Segment Open
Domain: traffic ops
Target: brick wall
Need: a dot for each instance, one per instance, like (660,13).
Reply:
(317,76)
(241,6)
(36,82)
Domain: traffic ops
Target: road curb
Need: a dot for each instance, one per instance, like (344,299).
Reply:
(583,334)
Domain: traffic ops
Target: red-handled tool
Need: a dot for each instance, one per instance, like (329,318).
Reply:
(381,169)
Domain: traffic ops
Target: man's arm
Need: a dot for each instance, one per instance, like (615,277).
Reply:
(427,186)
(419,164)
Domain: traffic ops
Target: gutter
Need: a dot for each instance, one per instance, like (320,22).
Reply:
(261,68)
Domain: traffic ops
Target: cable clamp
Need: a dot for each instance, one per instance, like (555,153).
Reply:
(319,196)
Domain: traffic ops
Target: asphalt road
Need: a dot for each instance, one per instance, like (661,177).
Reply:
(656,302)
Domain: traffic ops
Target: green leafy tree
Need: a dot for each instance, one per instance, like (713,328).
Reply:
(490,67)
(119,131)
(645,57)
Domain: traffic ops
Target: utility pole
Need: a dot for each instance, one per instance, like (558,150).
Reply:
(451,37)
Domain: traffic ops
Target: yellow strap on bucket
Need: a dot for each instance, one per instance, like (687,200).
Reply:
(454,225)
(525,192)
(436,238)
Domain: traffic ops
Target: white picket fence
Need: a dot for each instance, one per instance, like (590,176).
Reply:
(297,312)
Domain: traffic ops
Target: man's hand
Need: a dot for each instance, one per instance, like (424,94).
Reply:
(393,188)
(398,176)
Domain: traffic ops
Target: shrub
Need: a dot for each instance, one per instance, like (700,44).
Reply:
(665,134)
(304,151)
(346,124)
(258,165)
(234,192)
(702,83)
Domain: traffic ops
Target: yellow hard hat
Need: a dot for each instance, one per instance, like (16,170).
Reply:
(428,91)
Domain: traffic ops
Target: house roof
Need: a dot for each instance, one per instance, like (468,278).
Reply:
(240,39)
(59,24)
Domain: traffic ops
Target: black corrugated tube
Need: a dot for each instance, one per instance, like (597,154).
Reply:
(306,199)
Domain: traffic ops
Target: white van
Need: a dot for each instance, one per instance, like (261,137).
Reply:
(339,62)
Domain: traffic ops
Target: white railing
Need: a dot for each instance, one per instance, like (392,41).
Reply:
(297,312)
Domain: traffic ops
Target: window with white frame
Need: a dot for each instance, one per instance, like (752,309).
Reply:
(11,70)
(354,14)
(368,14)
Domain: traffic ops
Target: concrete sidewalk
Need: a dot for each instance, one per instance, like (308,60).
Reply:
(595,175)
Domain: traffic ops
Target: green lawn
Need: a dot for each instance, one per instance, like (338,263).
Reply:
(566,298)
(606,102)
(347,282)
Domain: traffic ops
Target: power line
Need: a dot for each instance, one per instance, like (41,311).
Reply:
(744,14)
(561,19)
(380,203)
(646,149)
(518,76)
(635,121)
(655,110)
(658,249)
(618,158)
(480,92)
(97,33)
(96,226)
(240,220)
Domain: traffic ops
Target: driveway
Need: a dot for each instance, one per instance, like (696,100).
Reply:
Segment Closed
WHAT THE EXERCISE ASKS ▸ Tell how many lines in the entries above include the word "white", and respond with the number alone.

YOUR SOLUTION ▸ 4